What to produce
From the listing below, gather every line that contains the word "frozen". Case counts.

A run of records
+++

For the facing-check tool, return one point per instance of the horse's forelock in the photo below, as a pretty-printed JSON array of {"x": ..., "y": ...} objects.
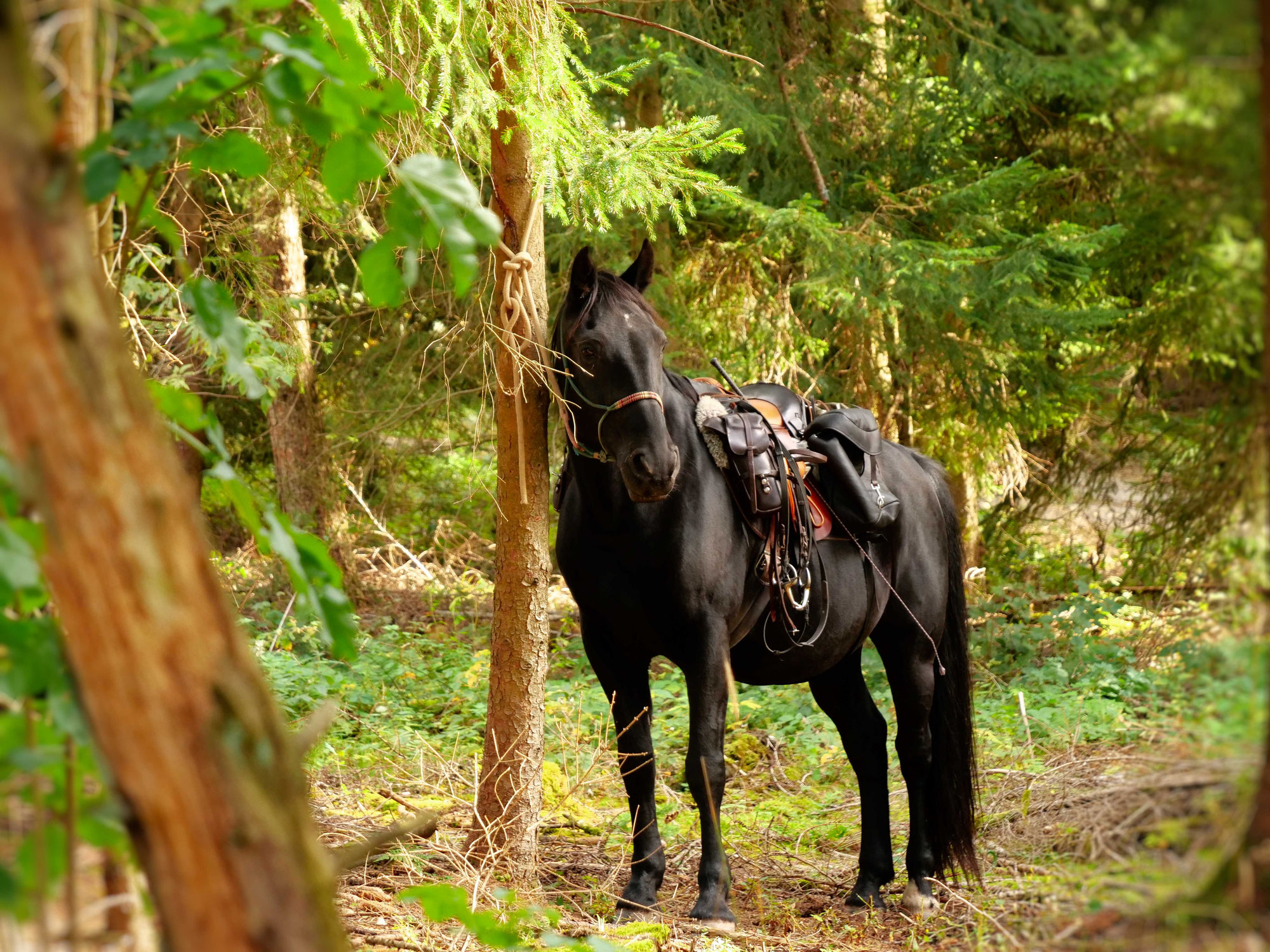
[{"x": 609, "y": 289}]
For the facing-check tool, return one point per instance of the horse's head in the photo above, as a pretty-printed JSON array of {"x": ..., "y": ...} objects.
[{"x": 612, "y": 346}]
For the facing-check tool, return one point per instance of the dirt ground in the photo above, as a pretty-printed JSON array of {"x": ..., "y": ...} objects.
[{"x": 1097, "y": 850}]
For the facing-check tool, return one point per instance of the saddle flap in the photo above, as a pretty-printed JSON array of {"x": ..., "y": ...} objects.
[{"x": 853, "y": 423}]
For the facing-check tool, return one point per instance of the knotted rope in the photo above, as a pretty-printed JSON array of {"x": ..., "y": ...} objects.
[{"x": 518, "y": 305}]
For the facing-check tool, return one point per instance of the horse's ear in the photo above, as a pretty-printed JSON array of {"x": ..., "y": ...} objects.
[
  {"x": 641, "y": 272},
  {"x": 582, "y": 277}
]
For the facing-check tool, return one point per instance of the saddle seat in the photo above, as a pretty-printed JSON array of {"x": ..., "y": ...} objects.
[{"x": 843, "y": 441}]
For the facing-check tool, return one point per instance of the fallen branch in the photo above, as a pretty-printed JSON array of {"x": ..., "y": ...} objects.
[
  {"x": 996, "y": 922},
  {"x": 356, "y": 854},
  {"x": 370, "y": 937},
  {"x": 427, "y": 573}
]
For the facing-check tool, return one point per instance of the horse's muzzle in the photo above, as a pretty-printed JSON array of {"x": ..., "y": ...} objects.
[{"x": 650, "y": 479}]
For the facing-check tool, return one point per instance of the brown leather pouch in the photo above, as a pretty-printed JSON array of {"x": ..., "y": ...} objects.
[{"x": 752, "y": 461}]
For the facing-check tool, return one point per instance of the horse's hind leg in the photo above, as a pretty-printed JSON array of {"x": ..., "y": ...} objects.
[
  {"x": 909, "y": 658},
  {"x": 844, "y": 696}
]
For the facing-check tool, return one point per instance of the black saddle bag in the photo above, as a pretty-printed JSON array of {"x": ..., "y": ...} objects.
[
  {"x": 850, "y": 440},
  {"x": 752, "y": 460}
]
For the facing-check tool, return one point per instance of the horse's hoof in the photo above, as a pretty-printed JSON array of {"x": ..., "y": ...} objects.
[
  {"x": 918, "y": 903},
  {"x": 718, "y": 925}
]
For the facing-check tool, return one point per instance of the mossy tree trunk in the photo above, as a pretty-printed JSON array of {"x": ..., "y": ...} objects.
[
  {"x": 510, "y": 797},
  {"x": 302, "y": 463},
  {"x": 209, "y": 774}
]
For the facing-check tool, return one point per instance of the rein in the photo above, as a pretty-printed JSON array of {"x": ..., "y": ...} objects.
[{"x": 603, "y": 456}]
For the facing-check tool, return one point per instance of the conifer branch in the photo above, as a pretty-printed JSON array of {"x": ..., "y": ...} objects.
[{"x": 573, "y": 8}]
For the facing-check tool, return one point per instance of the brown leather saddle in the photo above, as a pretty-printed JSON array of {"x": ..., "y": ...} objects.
[{"x": 835, "y": 449}]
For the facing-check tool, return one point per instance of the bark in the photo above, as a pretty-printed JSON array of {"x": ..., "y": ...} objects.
[
  {"x": 510, "y": 797},
  {"x": 1253, "y": 866},
  {"x": 1244, "y": 876},
  {"x": 208, "y": 772},
  {"x": 79, "y": 111},
  {"x": 645, "y": 102},
  {"x": 302, "y": 460}
]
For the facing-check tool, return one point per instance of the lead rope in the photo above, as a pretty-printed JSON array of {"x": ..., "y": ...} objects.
[
  {"x": 887, "y": 583},
  {"x": 519, "y": 305}
]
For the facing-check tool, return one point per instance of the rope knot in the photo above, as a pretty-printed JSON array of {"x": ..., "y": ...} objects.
[{"x": 520, "y": 262}]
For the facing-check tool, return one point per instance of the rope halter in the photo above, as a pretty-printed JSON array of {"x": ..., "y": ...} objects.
[{"x": 604, "y": 455}]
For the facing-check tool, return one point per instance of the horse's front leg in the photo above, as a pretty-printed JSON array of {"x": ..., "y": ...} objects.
[
  {"x": 627, "y": 689},
  {"x": 708, "y": 701}
]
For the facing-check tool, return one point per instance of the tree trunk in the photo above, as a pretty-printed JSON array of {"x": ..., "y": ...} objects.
[
  {"x": 1253, "y": 866},
  {"x": 1245, "y": 874},
  {"x": 643, "y": 105},
  {"x": 511, "y": 786},
  {"x": 79, "y": 110},
  {"x": 302, "y": 463},
  {"x": 966, "y": 496},
  {"x": 210, "y": 777}
]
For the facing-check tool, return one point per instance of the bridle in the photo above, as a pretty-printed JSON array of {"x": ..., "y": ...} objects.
[{"x": 566, "y": 417}]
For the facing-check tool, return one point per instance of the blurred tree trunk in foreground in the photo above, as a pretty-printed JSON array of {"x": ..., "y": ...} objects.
[
  {"x": 210, "y": 777},
  {"x": 511, "y": 786}
]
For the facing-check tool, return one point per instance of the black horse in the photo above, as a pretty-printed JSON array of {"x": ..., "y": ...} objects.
[{"x": 658, "y": 559}]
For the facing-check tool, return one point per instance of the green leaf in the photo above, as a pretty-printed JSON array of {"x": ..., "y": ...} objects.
[
  {"x": 217, "y": 321},
  {"x": 382, "y": 281},
  {"x": 232, "y": 153},
  {"x": 350, "y": 161},
  {"x": 18, "y": 565},
  {"x": 101, "y": 175}
]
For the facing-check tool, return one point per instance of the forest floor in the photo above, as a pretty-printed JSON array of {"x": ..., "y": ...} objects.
[{"x": 1102, "y": 814}]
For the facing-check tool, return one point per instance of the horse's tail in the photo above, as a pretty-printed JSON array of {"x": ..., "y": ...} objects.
[{"x": 953, "y": 788}]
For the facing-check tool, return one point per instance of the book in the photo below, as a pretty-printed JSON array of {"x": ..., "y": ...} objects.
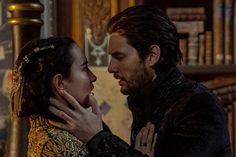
[
  {"x": 234, "y": 32},
  {"x": 218, "y": 17},
  {"x": 228, "y": 98},
  {"x": 189, "y": 26},
  {"x": 225, "y": 90},
  {"x": 209, "y": 47},
  {"x": 187, "y": 17},
  {"x": 201, "y": 53},
  {"x": 193, "y": 48},
  {"x": 230, "y": 120},
  {"x": 185, "y": 10},
  {"x": 228, "y": 31},
  {"x": 234, "y": 128}
]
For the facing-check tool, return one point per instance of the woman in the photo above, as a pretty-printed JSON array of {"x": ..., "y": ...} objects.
[
  {"x": 43, "y": 68},
  {"x": 46, "y": 68}
]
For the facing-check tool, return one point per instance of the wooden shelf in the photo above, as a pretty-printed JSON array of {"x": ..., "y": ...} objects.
[{"x": 207, "y": 72}]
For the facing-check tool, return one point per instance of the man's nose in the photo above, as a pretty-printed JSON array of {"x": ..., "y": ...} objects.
[{"x": 112, "y": 67}]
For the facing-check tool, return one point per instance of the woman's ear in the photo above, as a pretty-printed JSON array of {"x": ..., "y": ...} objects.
[
  {"x": 154, "y": 55},
  {"x": 57, "y": 82}
]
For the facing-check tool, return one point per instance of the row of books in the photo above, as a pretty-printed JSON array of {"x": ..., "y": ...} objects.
[
  {"x": 206, "y": 46},
  {"x": 227, "y": 95}
]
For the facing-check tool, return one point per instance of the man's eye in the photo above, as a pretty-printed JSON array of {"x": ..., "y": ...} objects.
[{"x": 119, "y": 57}]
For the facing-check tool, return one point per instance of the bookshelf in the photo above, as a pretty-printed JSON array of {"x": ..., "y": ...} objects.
[
  {"x": 207, "y": 68},
  {"x": 212, "y": 58},
  {"x": 208, "y": 72}
]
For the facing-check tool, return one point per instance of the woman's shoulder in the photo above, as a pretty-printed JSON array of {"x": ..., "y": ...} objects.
[{"x": 46, "y": 139}]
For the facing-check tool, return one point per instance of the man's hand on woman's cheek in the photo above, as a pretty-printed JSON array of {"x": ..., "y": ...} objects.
[{"x": 80, "y": 122}]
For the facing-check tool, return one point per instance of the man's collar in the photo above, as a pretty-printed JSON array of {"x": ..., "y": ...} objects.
[{"x": 158, "y": 88}]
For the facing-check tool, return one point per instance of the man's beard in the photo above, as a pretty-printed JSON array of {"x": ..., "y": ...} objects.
[{"x": 137, "y": 80}]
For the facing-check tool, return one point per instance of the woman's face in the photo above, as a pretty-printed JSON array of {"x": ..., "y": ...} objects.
[{"x": 80, "y": 82}]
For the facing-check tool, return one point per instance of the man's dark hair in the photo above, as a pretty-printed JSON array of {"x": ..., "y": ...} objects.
[
  {"x": 144, "y": 26},
  {"x": 37, "y": 63}
]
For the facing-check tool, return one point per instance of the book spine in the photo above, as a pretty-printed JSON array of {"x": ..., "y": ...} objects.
[
  {"x": 234, "y": 128},
  {"x": 201, "y": 54},
  {"x": 228, "y": 31},
  {"x": 192, "y": 48},
  {"x": 209, "y": 51},
  {"x": 225, "y": 90},
  {"x": 230, "y": 119},
  {"x": 189, "y": 26},
  {"x": 180, "y": 10},
  {"x": 218, "y": 31},
  {"x": 187, "y": 17},
  {"x": 183, "y": 45},
  {"x": 234, "y": 31}
]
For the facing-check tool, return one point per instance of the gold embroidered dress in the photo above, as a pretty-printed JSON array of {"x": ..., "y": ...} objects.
[{"x": 47, "y": 141}]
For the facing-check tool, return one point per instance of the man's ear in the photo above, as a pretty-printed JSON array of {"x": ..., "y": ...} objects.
[
  {"x": 57, "y": 82},
  {"x": 154, "y": 55}
]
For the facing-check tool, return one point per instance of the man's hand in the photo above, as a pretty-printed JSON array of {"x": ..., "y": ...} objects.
[
  {"x": 80, "y": 122},
  {"x": 146, "y": 140}
]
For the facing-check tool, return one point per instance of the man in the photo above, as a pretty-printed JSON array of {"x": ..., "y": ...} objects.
[{"x": 188, "y": 118}]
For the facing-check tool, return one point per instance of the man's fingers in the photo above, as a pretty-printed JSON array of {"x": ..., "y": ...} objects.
[
  {"x": 72, "y": 101},
  {"x": 154, "y": 142},
  {"x": 93, "y": 103},
  {"x": 138, "y": 139},
  {"x": 60, "y": 114},
  {"x": 150, "y": 137},
  {"x": 59, "y": 125}
]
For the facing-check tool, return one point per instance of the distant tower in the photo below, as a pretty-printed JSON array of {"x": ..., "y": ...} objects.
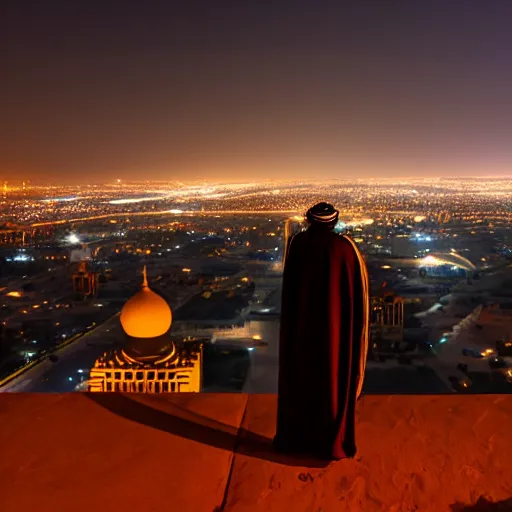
[
  {"x": 150, "y": 361},
  {"x": 85, "y": 282},
  {"x": 387, "y": 320}
]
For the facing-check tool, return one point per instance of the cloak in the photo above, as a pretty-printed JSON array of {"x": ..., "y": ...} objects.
[{"x": 323, "y": 344}]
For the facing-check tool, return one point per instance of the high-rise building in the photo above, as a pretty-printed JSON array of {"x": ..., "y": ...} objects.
[{"x": 150, "y": 360}]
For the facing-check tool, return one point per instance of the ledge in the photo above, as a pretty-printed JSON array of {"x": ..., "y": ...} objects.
[{"x": 212, "y": 452}]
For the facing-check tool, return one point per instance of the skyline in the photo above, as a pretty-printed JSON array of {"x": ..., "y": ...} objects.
[{"x": 187, "y": 92}]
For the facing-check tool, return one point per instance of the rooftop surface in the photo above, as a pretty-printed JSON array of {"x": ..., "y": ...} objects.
[{"x": 211, "y": 452}]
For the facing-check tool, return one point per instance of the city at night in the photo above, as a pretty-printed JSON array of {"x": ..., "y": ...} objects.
[{"x": 255, "y": 256}]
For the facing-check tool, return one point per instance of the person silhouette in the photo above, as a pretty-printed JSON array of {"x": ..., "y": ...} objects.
[{"x": 323, "y": 342}]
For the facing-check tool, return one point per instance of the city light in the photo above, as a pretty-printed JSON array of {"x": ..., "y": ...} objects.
[{"x": 72, "y": 238}]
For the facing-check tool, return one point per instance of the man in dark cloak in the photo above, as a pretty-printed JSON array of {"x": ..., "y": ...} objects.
[{"x": 323, "y": 340}]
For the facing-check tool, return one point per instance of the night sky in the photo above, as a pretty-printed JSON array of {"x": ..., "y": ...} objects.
[{"x": 91, "y": 91}]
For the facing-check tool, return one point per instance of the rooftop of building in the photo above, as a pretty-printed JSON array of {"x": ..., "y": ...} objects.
[{"x": 212, "y": 452}]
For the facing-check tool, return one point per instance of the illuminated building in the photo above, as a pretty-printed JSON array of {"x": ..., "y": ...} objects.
[
  {"x": 387, "y": 320},
  {"x": 150, "y": 360},
  {"x": 85, "y": 281}
]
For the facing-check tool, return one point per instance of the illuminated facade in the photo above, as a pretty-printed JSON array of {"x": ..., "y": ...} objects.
[
  {"x": 150, "y": 360},
  {"x": 387, "y": 318},
  {"x": 85, "y": 282}
]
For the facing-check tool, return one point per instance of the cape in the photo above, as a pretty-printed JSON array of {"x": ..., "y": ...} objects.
[{"x": 323, "y": 344}]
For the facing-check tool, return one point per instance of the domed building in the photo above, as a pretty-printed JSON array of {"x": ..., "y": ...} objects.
[{"x": 150, "y": 361}]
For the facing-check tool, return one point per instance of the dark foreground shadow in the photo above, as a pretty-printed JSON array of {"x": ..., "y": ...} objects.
[
  {"x": 484, "y": 505},
  {"x": 189, "y": 425}
]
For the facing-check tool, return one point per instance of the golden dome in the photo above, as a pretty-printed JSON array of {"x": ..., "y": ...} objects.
[{"x": 146, "y": 314}]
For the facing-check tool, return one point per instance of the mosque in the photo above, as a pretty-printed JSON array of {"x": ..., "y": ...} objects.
[{"x": 151, "y": 361}]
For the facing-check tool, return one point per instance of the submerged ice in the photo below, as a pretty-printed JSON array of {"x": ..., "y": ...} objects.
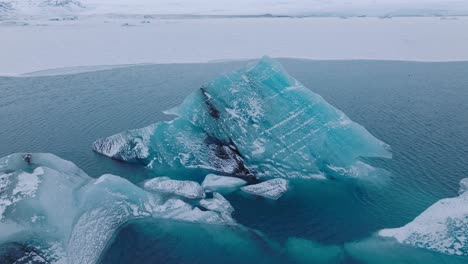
[
  {"x": 257, "y": 121},
  {"x": 443, "y": 227},
  {"x": 63, "y": 215}
]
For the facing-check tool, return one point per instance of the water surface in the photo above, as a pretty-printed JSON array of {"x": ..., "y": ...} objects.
[{"x": 419, "y": 109}]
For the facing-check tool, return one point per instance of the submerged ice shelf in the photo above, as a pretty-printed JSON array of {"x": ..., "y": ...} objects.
[
  {"x": 65, "y": 216},
  {"x": 253, "y": 123}
]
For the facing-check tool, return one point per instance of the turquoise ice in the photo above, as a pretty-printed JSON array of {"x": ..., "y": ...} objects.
[
  {"x": 61, "y": 215},
  {"x": 257, "y": 121}
]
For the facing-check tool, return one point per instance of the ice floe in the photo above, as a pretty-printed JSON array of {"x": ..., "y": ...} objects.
[
  {"x": 217, "y": 183},
  {"x": 272, "y": 189},
  {"x": 254, "y": 122},
  {"x": 71, "y": 215},
  {"x": 188, "y": 189},
  {"x": 442, "y": 227}
]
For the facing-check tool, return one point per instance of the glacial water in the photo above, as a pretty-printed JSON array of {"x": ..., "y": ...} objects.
[{"x": 419, "y": 109}]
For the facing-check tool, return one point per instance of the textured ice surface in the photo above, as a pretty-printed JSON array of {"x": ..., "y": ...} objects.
[
  {"x": 218, "y": 183},
  {"x": 72, "y": 215},
  {"x": 442, "y": 227},
  {"x": 257, "y": 121},
  {"x": 272, "y": 189},
  {"x": 188, "y": 189},
  {"x": 218, "y": 204}
]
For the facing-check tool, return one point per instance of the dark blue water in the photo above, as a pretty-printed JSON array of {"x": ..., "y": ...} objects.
[{"x": 419, "y": 109}]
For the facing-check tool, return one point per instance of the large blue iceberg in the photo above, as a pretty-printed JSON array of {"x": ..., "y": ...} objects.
[{"x": 257, "y": 121}]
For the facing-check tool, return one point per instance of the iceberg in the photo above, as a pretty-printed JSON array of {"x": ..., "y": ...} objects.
[
  {"x": 217, "y": 183},
  {"x": 188, "y": 189},
  {"x": 217, "y": 204},
  {"x": 443, "y": 227},
  {"x": 271, "y": 189},
  {"x": 51, "y": 208},
  {"x": 252, "y": 123},
  {"x": 463, "y": 186}
]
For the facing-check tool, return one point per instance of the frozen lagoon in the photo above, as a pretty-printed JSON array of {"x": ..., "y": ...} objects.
[{"x": 418, "y": 108}]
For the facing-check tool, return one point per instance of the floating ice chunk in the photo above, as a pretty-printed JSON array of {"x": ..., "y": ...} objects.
[
  {"x": 257, "y": 121},
  {"x": 442, "y": 227},
  {"x": 75, "y": 215},
  {"x": 218, "y": 183},
  {"x": 188, "y": 189},
  {"x": 463, "y": 186},
  {"x": 272, "y": 189},
  {"x": 218, "y": 204}
]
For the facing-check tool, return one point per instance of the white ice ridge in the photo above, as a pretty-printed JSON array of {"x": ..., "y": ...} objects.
[
  {"x": 442, "y": 227},
  {"x": 218, "y": 204},
  {"x": 216, "y": 183},
  {"x": 463, "y": 185},
  {"x": 272, "y": 189},
  {"x": 72, "y": 215},
  {"x": 188, "y": 189}
]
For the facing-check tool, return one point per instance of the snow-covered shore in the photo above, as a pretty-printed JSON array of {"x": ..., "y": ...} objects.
[{"x": 94, "y": 41}]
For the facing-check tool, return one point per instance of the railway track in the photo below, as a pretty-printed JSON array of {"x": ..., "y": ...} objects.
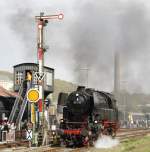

+++

Task response
For the facing-check tool, return one point per instance of the frozen lagoon in the photo above, as a pretty-printed JSON array of {"x": ..., "y": ...} objects.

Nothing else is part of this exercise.